Task objective: In the items below, express the lines from the one containing "the smoke plume" through the one containing "<point>223,166</point>" as a Markdown table with two columns, Index for the row number and Content for the line, leaving out blank lines.

Exercise materials:
** start **
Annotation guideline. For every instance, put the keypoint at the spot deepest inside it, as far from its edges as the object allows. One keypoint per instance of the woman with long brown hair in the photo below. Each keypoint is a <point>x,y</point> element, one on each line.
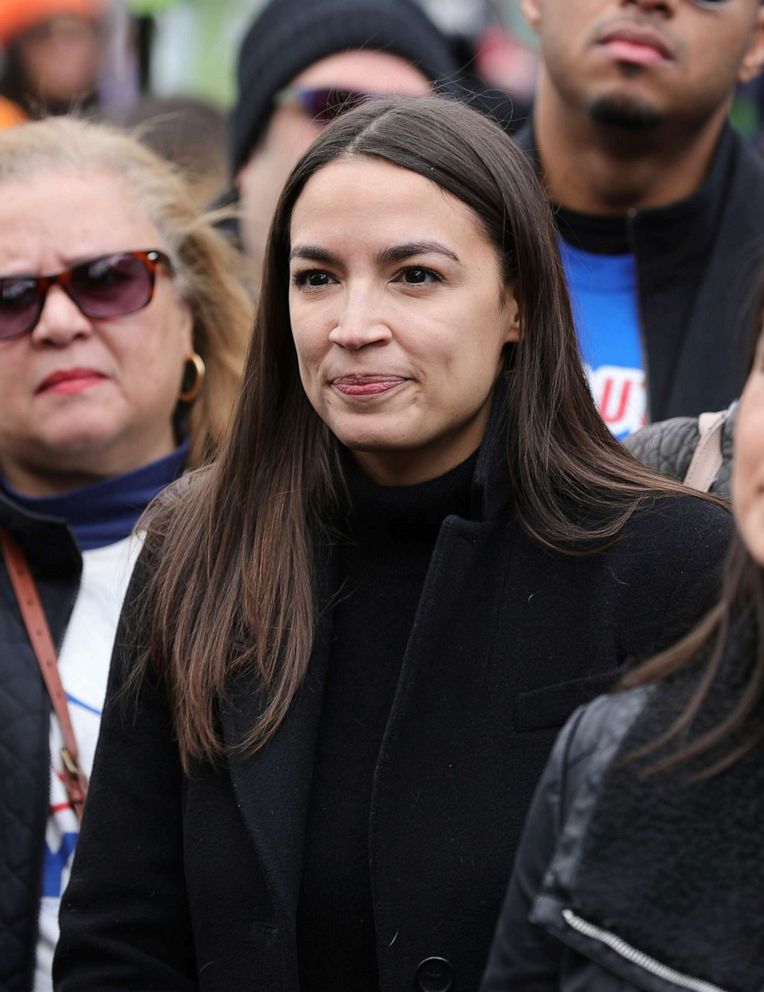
<point>347,651</point>
<point>641,865</point>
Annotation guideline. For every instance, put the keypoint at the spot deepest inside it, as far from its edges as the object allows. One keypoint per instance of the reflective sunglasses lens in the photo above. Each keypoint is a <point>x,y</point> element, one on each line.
<point>111,286</point>
<point>325,105</point>
<point>19,306</point>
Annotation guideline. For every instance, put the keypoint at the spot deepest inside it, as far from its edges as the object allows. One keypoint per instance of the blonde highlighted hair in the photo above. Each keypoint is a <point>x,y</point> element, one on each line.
<point>207,267</point>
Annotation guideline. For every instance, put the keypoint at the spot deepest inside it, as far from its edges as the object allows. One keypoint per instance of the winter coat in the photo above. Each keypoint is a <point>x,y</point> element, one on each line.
<point>668,447</point>
<point>714,239</point>
<point>56,564</point>
<point>191,881</point>
<point>626,881</point>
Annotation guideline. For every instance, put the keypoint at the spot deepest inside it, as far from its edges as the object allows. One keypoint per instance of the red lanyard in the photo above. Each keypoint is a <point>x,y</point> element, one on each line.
<point>75,780</point>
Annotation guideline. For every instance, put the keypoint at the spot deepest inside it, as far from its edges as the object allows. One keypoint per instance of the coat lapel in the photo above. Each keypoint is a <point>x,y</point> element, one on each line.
<point>272,786</point>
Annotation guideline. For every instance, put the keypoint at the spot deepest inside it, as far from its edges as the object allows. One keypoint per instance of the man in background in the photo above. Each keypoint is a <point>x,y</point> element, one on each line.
<point>300,64</point>
<point>660,204</point>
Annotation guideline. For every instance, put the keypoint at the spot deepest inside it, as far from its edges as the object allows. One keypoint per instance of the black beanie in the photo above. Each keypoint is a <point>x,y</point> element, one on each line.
<point>290,35</point>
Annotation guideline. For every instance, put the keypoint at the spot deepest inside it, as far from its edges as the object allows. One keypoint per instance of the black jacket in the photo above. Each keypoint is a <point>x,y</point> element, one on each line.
<point>192,881</point>
<point>625,882</point>
<point>56,564</point>
<point>698,263</point>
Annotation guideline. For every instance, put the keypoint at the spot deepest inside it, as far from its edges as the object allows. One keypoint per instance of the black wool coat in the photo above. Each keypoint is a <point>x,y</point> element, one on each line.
<point>192,881</point>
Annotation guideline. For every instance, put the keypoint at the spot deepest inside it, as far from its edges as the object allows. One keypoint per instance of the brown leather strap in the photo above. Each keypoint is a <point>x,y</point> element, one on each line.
<point>707,458</point>
<point>35,621</point>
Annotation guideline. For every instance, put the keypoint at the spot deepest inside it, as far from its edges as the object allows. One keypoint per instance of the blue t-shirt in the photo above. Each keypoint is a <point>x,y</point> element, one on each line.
<point>603,290</point>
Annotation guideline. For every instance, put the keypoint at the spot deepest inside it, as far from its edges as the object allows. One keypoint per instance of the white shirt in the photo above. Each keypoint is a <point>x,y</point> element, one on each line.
<point>84,667</point>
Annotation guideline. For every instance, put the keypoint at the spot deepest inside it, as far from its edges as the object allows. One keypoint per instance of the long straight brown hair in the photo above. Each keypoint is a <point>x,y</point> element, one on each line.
<point>233,586</point>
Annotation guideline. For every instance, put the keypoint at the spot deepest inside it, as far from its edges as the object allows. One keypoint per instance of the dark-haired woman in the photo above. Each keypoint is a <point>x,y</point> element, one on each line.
<point>641,865</point>
<point>351,641</point>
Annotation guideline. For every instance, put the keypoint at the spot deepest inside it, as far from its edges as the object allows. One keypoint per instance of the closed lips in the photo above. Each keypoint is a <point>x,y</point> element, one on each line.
<point>63,377</point>
<point>366,385</point>
<point>634,35</point>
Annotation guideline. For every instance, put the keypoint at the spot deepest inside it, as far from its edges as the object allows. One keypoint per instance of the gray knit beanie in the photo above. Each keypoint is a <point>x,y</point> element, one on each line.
<point>290,35</point>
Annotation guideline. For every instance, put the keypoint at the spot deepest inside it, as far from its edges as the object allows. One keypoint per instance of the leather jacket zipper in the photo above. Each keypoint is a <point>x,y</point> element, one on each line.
<point>638,958</point>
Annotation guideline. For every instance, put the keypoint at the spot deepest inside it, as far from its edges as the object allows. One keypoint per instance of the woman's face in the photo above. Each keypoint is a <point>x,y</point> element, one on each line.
<point>748,464</point>
<point>399,315</point>
<point>83,398</point>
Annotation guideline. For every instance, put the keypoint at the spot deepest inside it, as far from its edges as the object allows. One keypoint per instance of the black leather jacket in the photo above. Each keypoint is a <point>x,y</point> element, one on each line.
<point>56,564</point>
<point>629,882</point>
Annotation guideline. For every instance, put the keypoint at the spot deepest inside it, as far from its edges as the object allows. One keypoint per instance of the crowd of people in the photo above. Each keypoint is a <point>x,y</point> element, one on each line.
<point>382,579</point>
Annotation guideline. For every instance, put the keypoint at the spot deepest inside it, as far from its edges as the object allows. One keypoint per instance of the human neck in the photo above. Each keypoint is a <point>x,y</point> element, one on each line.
<point>597,169</point>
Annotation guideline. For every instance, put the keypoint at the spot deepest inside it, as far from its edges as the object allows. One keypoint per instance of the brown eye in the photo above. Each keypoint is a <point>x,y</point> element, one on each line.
<point>312,279</point>
<point>417,275</point>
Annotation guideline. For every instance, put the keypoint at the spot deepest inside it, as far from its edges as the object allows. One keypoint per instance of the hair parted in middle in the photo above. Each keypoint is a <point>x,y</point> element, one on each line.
<point>235,566</point>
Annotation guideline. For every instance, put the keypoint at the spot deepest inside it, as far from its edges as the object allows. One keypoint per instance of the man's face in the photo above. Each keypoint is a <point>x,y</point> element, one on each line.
<point>290,131</point>
<point>636,63</point>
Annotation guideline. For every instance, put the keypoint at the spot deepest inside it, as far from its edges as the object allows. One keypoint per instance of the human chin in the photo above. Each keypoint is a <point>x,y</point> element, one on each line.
<point>624,111</point>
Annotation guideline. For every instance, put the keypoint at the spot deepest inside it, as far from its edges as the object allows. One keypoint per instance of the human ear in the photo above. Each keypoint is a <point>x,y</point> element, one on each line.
<point>512,311</point>
<point>532,13</point>
<point>753,60</point>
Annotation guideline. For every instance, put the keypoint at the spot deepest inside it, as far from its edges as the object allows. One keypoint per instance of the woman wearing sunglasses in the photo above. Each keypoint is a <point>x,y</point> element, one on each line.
<point>349,644</point>
<point>121,337</point>
<point>640,866</point>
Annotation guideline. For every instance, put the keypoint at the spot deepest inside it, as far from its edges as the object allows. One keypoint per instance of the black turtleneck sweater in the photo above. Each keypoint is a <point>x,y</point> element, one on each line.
<point>390,536</point>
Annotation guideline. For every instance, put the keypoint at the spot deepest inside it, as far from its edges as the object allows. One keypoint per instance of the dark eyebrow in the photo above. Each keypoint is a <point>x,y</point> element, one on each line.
<point>314,253</point>
<point>398,253</point>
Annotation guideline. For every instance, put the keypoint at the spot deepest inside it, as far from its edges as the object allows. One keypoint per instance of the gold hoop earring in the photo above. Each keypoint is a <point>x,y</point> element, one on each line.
<point>196,362</point>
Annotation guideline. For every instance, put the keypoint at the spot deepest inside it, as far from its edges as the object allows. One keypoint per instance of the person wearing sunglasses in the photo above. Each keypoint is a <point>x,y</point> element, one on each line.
<point>122,331</point>
<point>660,202</point>
<point>300,65</point>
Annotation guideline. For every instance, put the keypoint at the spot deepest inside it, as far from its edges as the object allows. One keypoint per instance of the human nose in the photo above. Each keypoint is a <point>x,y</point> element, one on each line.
<point>663,6</point>
<point>359,322</point>
<point>60,320</point>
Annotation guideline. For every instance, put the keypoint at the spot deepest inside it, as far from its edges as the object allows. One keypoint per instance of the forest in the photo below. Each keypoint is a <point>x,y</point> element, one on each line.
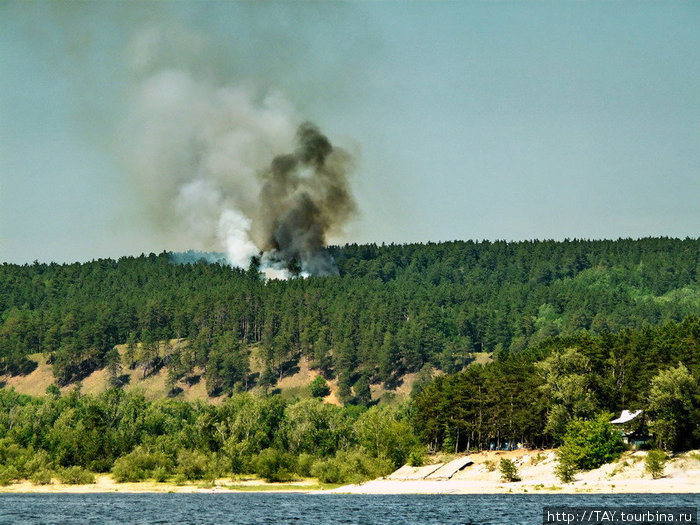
<point>534,398</point>
<point>392,309</point>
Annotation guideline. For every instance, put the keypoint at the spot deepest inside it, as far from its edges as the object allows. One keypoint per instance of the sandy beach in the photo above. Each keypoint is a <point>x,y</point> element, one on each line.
<point>536,469</point>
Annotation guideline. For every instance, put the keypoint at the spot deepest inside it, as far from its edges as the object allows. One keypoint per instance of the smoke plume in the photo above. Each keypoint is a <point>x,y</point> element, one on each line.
<point>223,166</point>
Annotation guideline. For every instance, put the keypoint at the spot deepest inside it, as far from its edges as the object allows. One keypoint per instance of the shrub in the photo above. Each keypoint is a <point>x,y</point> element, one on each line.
<point>655,463</point>
<point>161,474</point>
<point>273,465</point>
<point>319,387</point>
<point>565,469</point>
<point>192,464</point>
<point>304,463</point>
<point>509,472</point>
<point>8,474</point>
<point>353,466</point>
<point>76,475</point>
<point>587,445</point>
<point>590,444</point>
<point>416,458</point>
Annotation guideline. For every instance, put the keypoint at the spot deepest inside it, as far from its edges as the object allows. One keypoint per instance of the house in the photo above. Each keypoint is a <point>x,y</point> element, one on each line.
<point>631,426</point>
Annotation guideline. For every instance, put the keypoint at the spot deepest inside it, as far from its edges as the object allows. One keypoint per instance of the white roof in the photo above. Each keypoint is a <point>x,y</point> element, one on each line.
<point>625,417</point>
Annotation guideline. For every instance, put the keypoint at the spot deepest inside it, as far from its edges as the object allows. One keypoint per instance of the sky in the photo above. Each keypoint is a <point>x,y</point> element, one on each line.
<point>466,120</point>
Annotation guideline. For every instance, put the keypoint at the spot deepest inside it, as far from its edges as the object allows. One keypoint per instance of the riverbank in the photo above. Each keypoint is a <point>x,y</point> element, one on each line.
<point>536,472</point>
<point>104,483</point>
<point>479,476</point>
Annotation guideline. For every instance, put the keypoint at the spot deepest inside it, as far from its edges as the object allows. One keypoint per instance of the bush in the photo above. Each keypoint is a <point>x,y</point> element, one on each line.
<point>327,471</point>
<point>41,477</point>
<point>76,476</point>
<point>139,464</point>
<point>161,474</point>
<point>304,464</point>
<point>587,445</point>
<point>565,469</point>
<point>353,466</point>
<point>319,387</point>
<point>655,463</point>
<point>509,472</point>
<point>590,444</point>
<point>416,458</point>
<point>8,474</point>
<point>273,465</point>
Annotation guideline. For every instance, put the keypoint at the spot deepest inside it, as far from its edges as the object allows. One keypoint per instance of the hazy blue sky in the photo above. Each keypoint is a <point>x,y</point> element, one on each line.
<point>471,120</point>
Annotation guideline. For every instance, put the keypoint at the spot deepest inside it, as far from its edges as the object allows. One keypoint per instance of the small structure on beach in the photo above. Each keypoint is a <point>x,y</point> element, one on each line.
<point>632,427</point>
<point>437,471</point>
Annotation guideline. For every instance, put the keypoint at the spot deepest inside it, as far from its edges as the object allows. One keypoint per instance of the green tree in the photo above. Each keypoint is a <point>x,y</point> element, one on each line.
<point>655,463</point>
<point>319,387</point>
<point>568,386</point>
<point>588,444</point>
<point>672,407</point>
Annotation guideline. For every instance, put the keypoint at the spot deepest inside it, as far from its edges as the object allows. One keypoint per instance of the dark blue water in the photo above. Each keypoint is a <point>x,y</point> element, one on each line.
<point>312,509</point>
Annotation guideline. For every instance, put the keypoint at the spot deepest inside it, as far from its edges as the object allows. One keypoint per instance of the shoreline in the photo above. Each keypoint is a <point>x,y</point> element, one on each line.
<point>476,473</point>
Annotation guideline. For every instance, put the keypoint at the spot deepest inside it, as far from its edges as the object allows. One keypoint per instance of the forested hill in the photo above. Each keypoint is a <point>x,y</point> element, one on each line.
<point>392,309</point>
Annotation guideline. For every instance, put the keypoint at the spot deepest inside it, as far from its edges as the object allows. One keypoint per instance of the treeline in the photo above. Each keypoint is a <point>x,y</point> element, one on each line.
<point>532,396</point>
<point>392,309</point>
<point>136,439</point>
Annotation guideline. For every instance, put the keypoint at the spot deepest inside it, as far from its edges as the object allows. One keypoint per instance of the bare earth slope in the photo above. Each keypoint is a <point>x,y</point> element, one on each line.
<point>536,469</point>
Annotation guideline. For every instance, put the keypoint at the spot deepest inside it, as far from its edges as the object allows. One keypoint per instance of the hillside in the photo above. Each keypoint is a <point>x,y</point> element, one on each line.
<point>391,312</point>
<point>155,385</point>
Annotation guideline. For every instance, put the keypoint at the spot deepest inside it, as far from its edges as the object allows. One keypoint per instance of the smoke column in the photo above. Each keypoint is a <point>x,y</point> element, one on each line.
<point>305,196</point>
<point>225,167</point>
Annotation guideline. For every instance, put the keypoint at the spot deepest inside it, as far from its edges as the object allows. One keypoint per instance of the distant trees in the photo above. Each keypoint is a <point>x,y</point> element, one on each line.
<point>567,384</point>
<point>393,309</point>
<point>588,444</point>
<point>572,378</point>
<point>319,387</point>
<point>74,435</point>
<point>674,407</point>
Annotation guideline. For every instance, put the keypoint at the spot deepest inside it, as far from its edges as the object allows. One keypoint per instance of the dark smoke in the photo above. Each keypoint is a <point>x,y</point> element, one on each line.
<point>305,197</point>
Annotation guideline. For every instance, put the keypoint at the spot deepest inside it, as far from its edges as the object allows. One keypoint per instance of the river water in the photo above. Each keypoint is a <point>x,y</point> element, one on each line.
<point>311,509</point>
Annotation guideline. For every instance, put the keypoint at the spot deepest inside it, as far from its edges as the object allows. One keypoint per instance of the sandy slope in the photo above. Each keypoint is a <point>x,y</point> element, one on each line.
<point>105,483</point>
<point>536,468</point>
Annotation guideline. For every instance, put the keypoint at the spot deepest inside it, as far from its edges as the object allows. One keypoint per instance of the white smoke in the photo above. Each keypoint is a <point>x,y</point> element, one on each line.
<point>196,145</point>
<point>212,160</point>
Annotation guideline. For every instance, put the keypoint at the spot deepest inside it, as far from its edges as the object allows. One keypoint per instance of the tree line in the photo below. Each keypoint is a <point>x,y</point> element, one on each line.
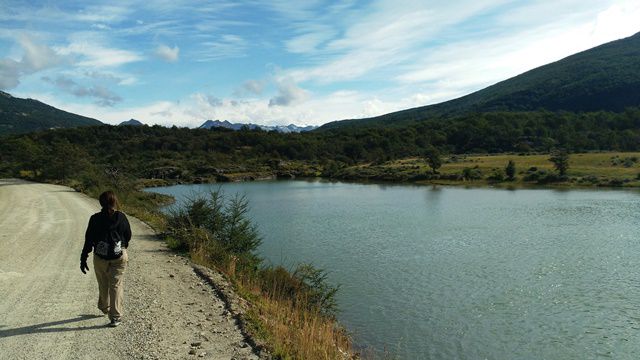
** end **
Solution to the problem:
| Index | Content |
|---|---|
| 1 | Annotation guideline. For every instance, put the keypoint at the spot deepest inside it, as far from its edges as the object allows. One keypoint per instance of the smoke plume in the photo above. Each keypoint is a <point>x,y</point> element, one on each line. |
| 2 | <point>223,166</point> |